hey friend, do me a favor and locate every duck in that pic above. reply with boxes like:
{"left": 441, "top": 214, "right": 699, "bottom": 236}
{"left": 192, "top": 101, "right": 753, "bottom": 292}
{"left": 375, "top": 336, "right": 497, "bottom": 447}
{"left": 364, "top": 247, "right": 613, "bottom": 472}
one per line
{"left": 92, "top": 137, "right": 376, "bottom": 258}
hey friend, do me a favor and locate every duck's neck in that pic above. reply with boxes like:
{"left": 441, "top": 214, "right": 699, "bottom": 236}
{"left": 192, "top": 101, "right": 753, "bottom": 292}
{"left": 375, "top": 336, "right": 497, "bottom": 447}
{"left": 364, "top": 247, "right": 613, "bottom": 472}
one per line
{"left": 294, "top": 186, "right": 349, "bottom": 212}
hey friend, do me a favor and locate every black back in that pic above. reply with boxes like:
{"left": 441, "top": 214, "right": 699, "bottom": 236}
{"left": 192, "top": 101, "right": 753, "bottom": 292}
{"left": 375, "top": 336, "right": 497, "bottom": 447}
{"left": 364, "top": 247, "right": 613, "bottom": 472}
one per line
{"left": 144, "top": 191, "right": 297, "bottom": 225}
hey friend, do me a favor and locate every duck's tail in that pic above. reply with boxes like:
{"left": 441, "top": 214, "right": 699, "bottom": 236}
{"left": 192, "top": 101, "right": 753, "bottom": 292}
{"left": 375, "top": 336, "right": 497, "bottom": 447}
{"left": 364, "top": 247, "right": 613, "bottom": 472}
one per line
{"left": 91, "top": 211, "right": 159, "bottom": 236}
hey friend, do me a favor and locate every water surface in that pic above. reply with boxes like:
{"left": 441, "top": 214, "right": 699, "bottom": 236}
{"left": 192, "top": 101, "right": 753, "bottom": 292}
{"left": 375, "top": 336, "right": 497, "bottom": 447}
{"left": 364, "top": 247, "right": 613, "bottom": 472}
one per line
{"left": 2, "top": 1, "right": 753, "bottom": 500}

- - - - -

▸ EXERCISE GOAL
Could you retype all of the material word for word?

▸ REPLY
hey friend, do me a favor and locate every duck in that pic above. reply with boxes like:
{"left": 441, "top": 214, "right": 699, "bottom": 236}
{"left": 192, "top": 101, "right": 753, "bottom": 292}
{"left": 375, "top": 336, "right": 497, "bottom": 447}
{"left": 364, "top": 247, "right": 613, "bottom": 472}
one per line
{"left": 92, "top": 137, "right": 376, "bottom": 258}
hey friend, do me a favor and locate every duck's neck in that pic above. reply with boxes like:
{"left": 441, "top": 214, "right": 699, "bottom": 236}
{"left": 192, "top": 101, "right": 753, "bottom": 292}
{"left": 375, "top": 336, "right": 497, "bottom": 447}
{"left": 364, "top": 247, "right": 613, "bottom": 472}
one per line
{"left": 294, "top": 186, "right": 349, "bottom": 212}
hey friend, do me a favor and locate every black back in that pic above. reply with boxes like:
{"left": 441, "top": 214, "right": 699, "bottom": 236}
{"left": 192, "top": 101, "right": 753, "bottom": 292}
{"left": 375, "top": 336, "right": 497, "bottom": 447}
{"left": 364, "top": 247, "right": 613, "bottom": 472}
one per line
{"left": 144, "top": 191, "right": 297, "bottom": 225}
hey friend, do me a favor and locate every duck's tail in that pic above. reply with boxes like:
{"left": 441, "top": 214, "right": 699, "bottom": 236}
{"left": 192, "top": 101, "right": 753, "bottom": 292}
{"left": 375, "top": 336, "right": 497, "bottom": 447}
{"left": 364, "top": 247, "right": 613, "bottom": 472}
one per line
{"left": 91, "top": 211, "right": 159, "bottom": 236}
hey friend, do me a favor and locate every water surface in that pic above. reply with boxes like:
{"left": 441, "top": 214, "right": 699, "bottom": 236}
{"left": 192, "top": 101, "right": 753, "bottom": 292}
{"left": 375, "top": 336, "right": 497, "bottom": 447}
{"left": 364, "top": 247, "right": 613, "bottom": 472}
one per line
{"left": 2, "top": 1, "right": 753, "bottom": 500}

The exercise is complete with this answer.